BEGIN Supplied passage

How to Handle Teen Behavior Without Conflict

Medically Reviewed

Medically reviewed

Evidence Based

Evidence based

Updated Date

Updated on Apr 22, 2025

Let’s be real—when your child hits the teenage years, things can get... tricky. Maybe they talk back, roll their eyes, stay silent, or get emotional for no reason. Sound familiar?

Don’t worry. You’re not a bad parent. They’re not a bad kid. They’re just growing up—and their brains, bodies, and emotions are all changing fast. The good news? You can have a better relationship with your teen. Here’s how.

1. Teen brains are still under construction

Did you know that your teen’s brain won’t fully mature until their mid-20s? The part that helps them make decisions and control impulses (called the prefrontal cortex) is still developing. So if your teen makes impulsive choices or acts before thinking—it’s not just attitude. Their brain literally works differently from yours.

2. Listen more, lecture less

Teens hate feeling controlled. If you come in with too many lectures or “I told you so’s,” they’ll shut down fast.

Try this instead: Let them talk. Say things like, “It sounds like school’s been really stressful lately.” Once they feel heard, they’ll be more open to your advice.

3. Offer choices, not commands

Teens want to feel independent. If you give orders like “You have to do this now!”, they’ll likely push back.

Try this instead: Give them some control: “Would you rather do chores after dinner or tomorrow morning?” Letting them help set the rules builds trust.

4. Rebellion doesn’t mean they’re bad

Teens start to question rules, push limits, and think for themselves. That’s actually a normal part of growing up—it helps them figure out who they are.

What to do: Instead of getting mad, stay curious. Ask, “Why do you feel that way?” or “Help me understand what’s bothering you.”

5. Praise the good stuff (even the small things)

Teens are extra sensitive to criticism. Constant negative comments can hurt their confidence—and your relationship.

Try this: Catch them doing something right: “I saw you helping your little brother—that was kind.” It may seem small, but it means a lot.

6. Don’t avoid the “awkward” topics

Sex, relationships, online safety... teens are thinking about these things, whether they talk to you or not. It’s better they hear it from you than from the internet.

You don’t have to be perfect. Just be open. Say something like, “This might be a bit awkward, but I want you to know you can always come to me with questions.”

Final Thought: Your Teen Isn’t Your Enemy

It might feel like your teen is pulling away—but what they really need is your calm support, not control. You don’t need to have all the answers. Just keep showing up, keep listening, and let them know you’re on their side.

END Supplied passage

Task instructions:
1: Sum up the article on teen behavior in two sentences.
2: Return the part of the article on teen behavior from "Teens are extra" up to and including "from the internet.", copied word for word.

BEGIN Information supplied

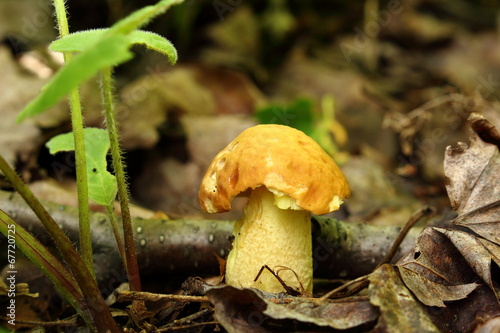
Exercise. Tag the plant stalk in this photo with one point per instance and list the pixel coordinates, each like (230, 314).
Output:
(35, 251)
(99, 311)
(128, 232)
(81, 163)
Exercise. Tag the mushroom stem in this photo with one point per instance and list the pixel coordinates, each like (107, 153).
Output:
(278, 238)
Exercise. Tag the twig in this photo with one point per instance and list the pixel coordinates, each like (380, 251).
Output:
(363, 280)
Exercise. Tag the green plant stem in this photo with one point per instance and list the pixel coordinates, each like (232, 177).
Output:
(116, 233)
(62, 279)
(81, 163)
(128, 232)
(99, 311)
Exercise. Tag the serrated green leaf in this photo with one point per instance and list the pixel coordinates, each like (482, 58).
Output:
(102, 184)
(142, 16)
(155, 42)
(81, 40)
(107, 52)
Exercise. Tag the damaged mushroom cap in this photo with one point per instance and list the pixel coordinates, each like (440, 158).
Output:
(283, 159)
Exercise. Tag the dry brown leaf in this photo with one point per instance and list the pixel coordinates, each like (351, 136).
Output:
(432, 293)
(399, 310)
(473, 174)
(243, 310)
(475, 253)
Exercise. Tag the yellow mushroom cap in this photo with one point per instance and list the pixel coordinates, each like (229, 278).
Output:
(283, 159)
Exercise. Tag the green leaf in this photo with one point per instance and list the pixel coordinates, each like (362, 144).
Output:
(81, 40)
(102, 184)
(155, 42)
(298, 115)
(107, 52)
(142, 16)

END Information supplied

Results:
1: Teens may talk back, act on impulse, or push against rules because they are growing up, and the brain part that controls impulses keeps developing until their mid-20s. Parents can build a better relationship by listening more than lecturing, offering choices, staying curious instead of getting mad, praising small good acts, talking openly about awkward topics, and giving calm support rather than control.

2:
Teens are extra sensitive to criticism. Constant negative comments can hurt their confidence—and your relationship.

Try this: Catch them doing something right: “I saw you helping your little brother—that was kind.” It may seem small, but it means a lot.

6. Don’t avoid the “awkward” topics

Sex, relationships, online safety... teens are thinking about these things, whether they talk to you or not. It’s better they hear it from you than from the internet.